## WRITTEN INSTRUCTION:
Output all of the entries exactly as written.

## Location identification entries:
* * * * * * * * *

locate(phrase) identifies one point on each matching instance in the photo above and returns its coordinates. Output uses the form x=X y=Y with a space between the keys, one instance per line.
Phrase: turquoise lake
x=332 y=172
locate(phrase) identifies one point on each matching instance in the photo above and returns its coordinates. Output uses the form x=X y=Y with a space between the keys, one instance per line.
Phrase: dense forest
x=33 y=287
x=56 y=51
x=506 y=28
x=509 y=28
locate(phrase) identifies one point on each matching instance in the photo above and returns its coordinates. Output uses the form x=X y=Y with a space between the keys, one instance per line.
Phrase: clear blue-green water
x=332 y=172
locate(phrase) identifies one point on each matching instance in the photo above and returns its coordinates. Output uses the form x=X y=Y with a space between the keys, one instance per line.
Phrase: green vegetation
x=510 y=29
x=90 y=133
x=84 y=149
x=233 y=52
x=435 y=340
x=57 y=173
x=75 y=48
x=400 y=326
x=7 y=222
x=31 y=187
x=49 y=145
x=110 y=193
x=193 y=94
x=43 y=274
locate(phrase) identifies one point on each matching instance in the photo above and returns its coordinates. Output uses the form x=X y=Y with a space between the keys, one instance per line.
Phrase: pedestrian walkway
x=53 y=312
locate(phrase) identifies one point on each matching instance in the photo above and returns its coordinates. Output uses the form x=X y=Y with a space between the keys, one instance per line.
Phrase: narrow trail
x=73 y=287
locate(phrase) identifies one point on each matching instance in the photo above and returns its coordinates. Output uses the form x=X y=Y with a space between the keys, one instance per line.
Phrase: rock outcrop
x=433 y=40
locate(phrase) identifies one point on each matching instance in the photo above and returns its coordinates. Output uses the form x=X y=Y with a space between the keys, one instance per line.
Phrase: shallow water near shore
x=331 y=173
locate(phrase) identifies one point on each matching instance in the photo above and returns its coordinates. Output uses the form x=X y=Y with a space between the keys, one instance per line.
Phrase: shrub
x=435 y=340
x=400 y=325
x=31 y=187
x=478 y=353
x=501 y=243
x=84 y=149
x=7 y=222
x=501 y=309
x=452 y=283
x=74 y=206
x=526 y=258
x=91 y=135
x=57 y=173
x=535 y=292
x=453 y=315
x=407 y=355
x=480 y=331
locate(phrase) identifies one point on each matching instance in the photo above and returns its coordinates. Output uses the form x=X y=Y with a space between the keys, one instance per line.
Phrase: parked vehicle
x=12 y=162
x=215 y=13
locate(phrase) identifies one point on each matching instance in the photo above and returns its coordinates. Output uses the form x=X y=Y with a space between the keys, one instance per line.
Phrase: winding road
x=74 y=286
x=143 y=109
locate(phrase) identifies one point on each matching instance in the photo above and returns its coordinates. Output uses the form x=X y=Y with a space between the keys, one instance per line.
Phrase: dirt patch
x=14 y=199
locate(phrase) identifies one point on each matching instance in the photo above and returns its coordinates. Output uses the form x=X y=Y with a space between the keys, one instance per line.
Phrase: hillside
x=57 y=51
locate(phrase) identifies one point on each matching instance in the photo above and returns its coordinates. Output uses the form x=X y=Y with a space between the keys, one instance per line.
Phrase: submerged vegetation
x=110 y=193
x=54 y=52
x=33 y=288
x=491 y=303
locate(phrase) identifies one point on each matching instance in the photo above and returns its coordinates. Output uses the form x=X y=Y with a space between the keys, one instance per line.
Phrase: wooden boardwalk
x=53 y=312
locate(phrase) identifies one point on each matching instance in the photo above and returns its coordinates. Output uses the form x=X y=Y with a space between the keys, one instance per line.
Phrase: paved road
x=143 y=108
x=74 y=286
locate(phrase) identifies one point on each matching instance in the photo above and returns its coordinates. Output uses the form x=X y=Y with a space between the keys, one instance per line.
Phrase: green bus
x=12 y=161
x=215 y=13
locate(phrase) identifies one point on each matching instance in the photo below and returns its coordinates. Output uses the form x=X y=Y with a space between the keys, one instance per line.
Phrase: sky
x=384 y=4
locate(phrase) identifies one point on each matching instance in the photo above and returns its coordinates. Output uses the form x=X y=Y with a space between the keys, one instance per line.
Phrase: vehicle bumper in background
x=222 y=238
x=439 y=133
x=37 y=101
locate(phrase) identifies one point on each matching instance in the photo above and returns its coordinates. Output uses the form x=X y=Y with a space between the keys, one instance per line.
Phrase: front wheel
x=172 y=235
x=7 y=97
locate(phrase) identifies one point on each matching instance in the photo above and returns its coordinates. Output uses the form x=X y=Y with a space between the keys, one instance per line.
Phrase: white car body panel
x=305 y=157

* * * * * * * * *

## FINAL ANSWER:
locate(phrase) identifies one point on each matching instance in the photo above and returns its coordinates. Output uses the form x=X y=Y with a space between the keys, one instance per line.
Phrase: turquoise lake
x=332 y=172
locate(phrase) identifies one point on each matching instance in the photo above and returns its coordinates. Output uses the form x=X y=Y with a space between the keys, one instance per line.
Phrase: dense forest
x=33 y=287
x=56 y=51
x=506 y=28
x=509 y=28
locate(phrase) identifies one point on each matching instance in the photo above and returns its coordinates. Output uses the form x=X y=Y with a space between the keys, one instance per line.
Phrase: clear blue-green water
x=332 y=172
locate(phrase) identifies one point on each matching instance in the photo above and returns its coordinates. Output uses the form x=X y=Y with a space between the keys, one instance per line.
Phrase: green vegetation
x=510 y=29
x=90 y=133
x=84 y=149
x=233 y=52
x=435 y=340
x=57 y=173
x=75 y=48
x=400 y=326
x=7 y=222
x=31 y=187
x=49 y=145
x=110 y=193
x=193 y=94
x=43 y=274
locate(phrase) identifies one point on each matching instance in the photo above and returns its coordinates. Output uses the form x=X y=Y with a space between the keys, one instance per line.
Phrase: pedestrian walkway
x=53 y=312
locate(phrase) identifies one point on each matching instance in the photo above and returns its coordinates. Output uses the form x=X y=Y with a space between the keys, one instance per line.
Phrase: narrow trail
x=73 y=287
locate(phrase) identifies one point on each matching instance in the photo above and returns its coordinates. Output uses the form x=X y=Y with a space between the keys, one instance per line.
Phrase: rock outcrop
x=433 y=40
locate(phrase) identifies one point on each matching instance in the photo above and returns its coordinates. Output uses the form x=X y=Y with a space between the keys, one instance per line.
Phrase: shallow water near shore
x=331 y=173
locate(phrase) identifies one point on each matching instance in the photo above and returns its coordinates. Output uses the form x=X y=Y with a space between the keys, one instance per line.
Phrase: shrub
x=435 y=340
x=400 y=325
x=31 y=187
x=478 y=353
x=501 y=243
x=84 y=149
x=7 y=222
x=501 y=309
x=452 y=283
x=74 y=206
x=526 y=258
x=91 y=135
x=57 y=173
x=535 y=292
x=453 y=315
x=407 y=355
x=480 y=331
locate(phrase) identifies one point on each matching instance in the photo above and returns its coordinates. Output uses the form x=X y=Y with a space between the keys, one instance per line.
Phrase: parked vehicle
x=12 y=162
x=215 y=13
locate(phrase) identifies one point on each matching instance in the photo above and returns its coordinates. Output uses the form x=X y=Y with a space between the keys, one instance per line.
Phrase: winding road
x=74 y=286
x=143 y=109
locate(phrase) identifies one point on each matching instance in the photo above and returns its coordinates. Output uses the form x=X y=Y with a space between the keys, one instance per line.
Phrase: dirt patch
x=14 y=199
locate(phrase) identifies one point on each matching instance in the photo above and returns its coordinates. Output uses the form x=X y=Y with a space between the keys, one instance per line.
Phrase: hillside
x=57 y=51
locate(phrase) identifies one point on each matching instance in the photo above and returns its coordinates. Output uses the form x=X y=Y with a space between the keys, one instance per line.
Phrase: submerged vegetation
x=110 y=193
x=54 y=52
x=33 y=288
x=491 y=303
locate(phrase) identifies one point on each matching instance in the photo above and returns its coordinates. Output uses the form x=X y=Y with a space between the keys, one instance per line.
Phrase: wooden boardwalk
x=53 y=312
locate(phrase) identifies one point on each matching instance in the photo above and returns its coordinates. Output uses the form x=X y=Y with a space between the keys, one instance per line.
Phrase: paved road
x=143 y=108
x=74 y=286
locate(phrase) identifies one point on each matching instance in the photo above and returns its coordinates. Output uses the form x=X y=Y with a space between the keys, one instance per line.
Phrase: green bus
x=12 y=161
x=215 y=13
locate(phrase) identifies one point on each matching instance in the photo below and returns its coordinates. Output uses the form x=X y=Y with a space between the keys, one instance per line.
Phrase: sky
x=384 y=4
locate(phrase) identifies one point on each matching instance in the photo above and returns its coordinates. Output uses the form x=X y=Y with a space between the keys, one instance per line.
Phrase: vehicle bumper in background
x=222 y=238
x=439 y=133
x=37 y=101
locate(phrase) identifies one point on each matching instance in the photo above and returns its coordinates. Output uses the form x=X y=Y with a space between the keys, one instance per line.
Phrase: front wheel
x=172 y=235
x=7 y=97
locate(phrase) identifies one point on each matching instance in the photo above and returns its coordinates. Output uses the form x=X y=Y with a space between the keys, one instance per line.
Phrase: white car body panel
x=305 y=157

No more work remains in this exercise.